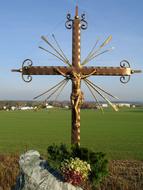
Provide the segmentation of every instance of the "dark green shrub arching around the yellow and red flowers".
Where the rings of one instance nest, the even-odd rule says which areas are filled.
[[[60,170],[61,162],[71,157],[78,157],[90,164],[89,181],[94,189],[108,174],[108,161],[102,152],[94,152],[78,145],[74,145],[70,149],[65,144],[60,146],[54,144],[48,147],[48,161],[55,169]]]

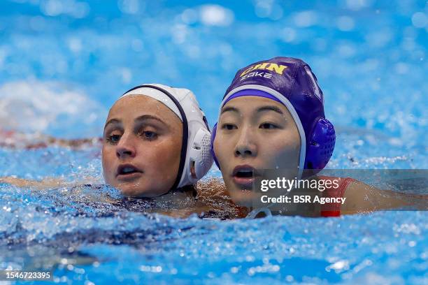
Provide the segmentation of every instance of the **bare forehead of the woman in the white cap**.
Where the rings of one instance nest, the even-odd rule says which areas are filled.
[[[115,102],[108,112],[108,119],[122,117],[140,117],[141,115],[156,115],[161,119],[171,120],[178,116],[166,105],[145,95],[127,95]]]

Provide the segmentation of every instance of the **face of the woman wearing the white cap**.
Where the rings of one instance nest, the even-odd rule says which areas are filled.
[[[128,95],[110,109],[103,140],[106,182],[126,196],[168,192],[180,164],[183,124],[166,105]]]

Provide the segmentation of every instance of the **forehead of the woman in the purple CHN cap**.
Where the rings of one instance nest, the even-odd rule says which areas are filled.
[[[224,104],[222,110],[227,110],[227,108],[234,108],[240,115],[255,115],[260,108],[264,108],[266,106],[276,107],[281,112],[283,112],[283,116],[291,117],[291,114],[285,105],[277,101],[273,101],[270,98],[264,98],[260,96],[241,96],[233,98]],[[273,110],[268,112],[273,112],[280,115],[278,112],[274,112]]]

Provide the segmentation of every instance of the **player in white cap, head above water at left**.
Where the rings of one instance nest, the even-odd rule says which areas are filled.
[[[126,196],[155,197],[185,189],[211,168],[210,136],[190,90],[134,87],[108,113],[104,178]]]

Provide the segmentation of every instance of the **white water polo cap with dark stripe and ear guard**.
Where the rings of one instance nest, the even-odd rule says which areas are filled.
[[[211,132],[194,94],[189,89],[146,84],[130,89],[122,97],[128,95],[145,95],[154,98],[164,103],[183,122],[180,166],[176,182],[171,189],[194,184],[204,177],[213,165]]]

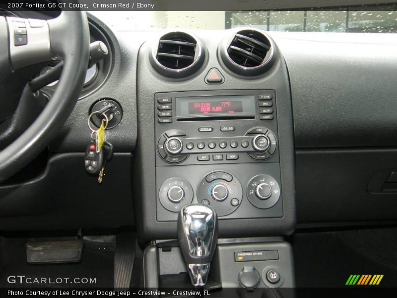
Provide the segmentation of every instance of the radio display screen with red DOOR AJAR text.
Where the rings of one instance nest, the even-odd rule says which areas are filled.
[[[177,117],[242,117],[255,115],[254,95],[177,97]]]

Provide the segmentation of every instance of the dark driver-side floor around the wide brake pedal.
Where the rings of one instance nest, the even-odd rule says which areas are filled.
[[[28,241],[0,237],[0,288],[113,287],[115,244],[84,241],[80,263],[30,265],[26,261]]]

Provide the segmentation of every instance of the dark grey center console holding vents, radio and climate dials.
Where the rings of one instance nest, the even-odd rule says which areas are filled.
[[[176,239],[178,215],[194,205],[217,215],[208,287],[294,287],[283,238],[295,227],[287,66],[262,31],[213,32],[169,32],[139,50],[132,175],[139,240],[150,243],[145,286],[192,286]],[[263,63],[239,66],[251,58]]]

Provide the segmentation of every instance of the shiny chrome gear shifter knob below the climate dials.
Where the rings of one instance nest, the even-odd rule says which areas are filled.
[[[193,286],[204,286],[218,240],[218,217],[204,205],[188,205],[178,216],[178,238]]]

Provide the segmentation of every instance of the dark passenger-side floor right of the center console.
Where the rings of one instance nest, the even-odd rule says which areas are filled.
[[[350,275],[384,275],[397,287],[397,227],[297,232],[293,245],[297,287],[344,287]]]

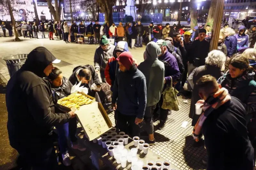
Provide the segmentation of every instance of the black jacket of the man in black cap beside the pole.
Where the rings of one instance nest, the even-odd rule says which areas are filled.
[[[210,44],[208,41],[195,40],[192,43],[191,49],[188,56],[189,63],[193,63],[194,66],[199,67],[205,64],[205,58],[207,57],[210,49]]]

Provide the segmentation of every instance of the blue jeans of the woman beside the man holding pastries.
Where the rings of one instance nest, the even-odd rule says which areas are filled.
[[[76,128],[76,118],[70,119],[68,123],[56,127],[61,154],[66,154],[68,152],[68,137],[70,137],[72,144],[76,143]]]

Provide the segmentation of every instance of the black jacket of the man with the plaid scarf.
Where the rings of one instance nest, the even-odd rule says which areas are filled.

_Assignment_: From the material above, copy exactly the lines between the line holding "Provide the segmentation of every instance of the shiny" and the line holding "the center console.", inclusive, and only those.

_Exercise answer_:
Provide the segmentation of every instance of the shiny chrome gear shifter knob below the climate dials.
Where the rings of one instance nest, the even-odd rule says which areas are filled.
[[[193,286],[204,286],[218,240],[218,217],[204,205],[188,205],[178,216],[178,238]]]

Provide the segmentation of every instance of the dark passenger-side floor right of the center console.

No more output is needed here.